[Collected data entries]
________________________

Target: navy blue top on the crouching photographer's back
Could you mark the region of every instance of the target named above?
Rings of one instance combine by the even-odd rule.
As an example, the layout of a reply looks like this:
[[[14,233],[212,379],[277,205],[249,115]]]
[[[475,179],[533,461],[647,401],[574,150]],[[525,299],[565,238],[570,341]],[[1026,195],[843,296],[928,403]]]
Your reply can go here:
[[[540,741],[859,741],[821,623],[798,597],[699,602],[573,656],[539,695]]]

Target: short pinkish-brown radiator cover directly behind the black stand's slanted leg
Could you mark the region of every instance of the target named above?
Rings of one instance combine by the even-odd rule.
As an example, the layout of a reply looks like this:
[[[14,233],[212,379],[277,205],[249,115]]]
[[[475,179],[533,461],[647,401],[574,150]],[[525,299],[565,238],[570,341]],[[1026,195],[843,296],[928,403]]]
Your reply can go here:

________________________

**Work instructions:**
Please give all of the entries again, exactly as written.

**Exercise answer:**
Target: navy blue top on the crouching photographer's back
Could you mark the region of every instance of the target named above?
Rings of one instance combine by the even-odd rule.
As an example, the layout of a reply looks like this:
[[[14,233],[212,379],[277,205],[249,115]]]
[[[475,179],[533,461],[647,401],[574,150]],[[525,299],[565,238],[570,341]],[[1026,195],[843,296],[928,403]]]
Your reply can go here:
[[[540,741],[859,741],[821,623],[798,597],[699,602],[573,656],[539,695]]]

Target: short pinkish-brown radiator cover directly behind the black stand's slanted leg
Could you mark the region of every instance of the target named above?
Rings of one instance combine by the even-odd rule.
As an example, the layout of a reply looks like this:
[[[14,233],[212,379],[277,205],[249,115]]]
[[[475,179],[533,461],[647,401],[574,150]],[[525,299],[565,238],[570,341]],[[1026,195],[843,296],[928,403]]]
Your reply can go here:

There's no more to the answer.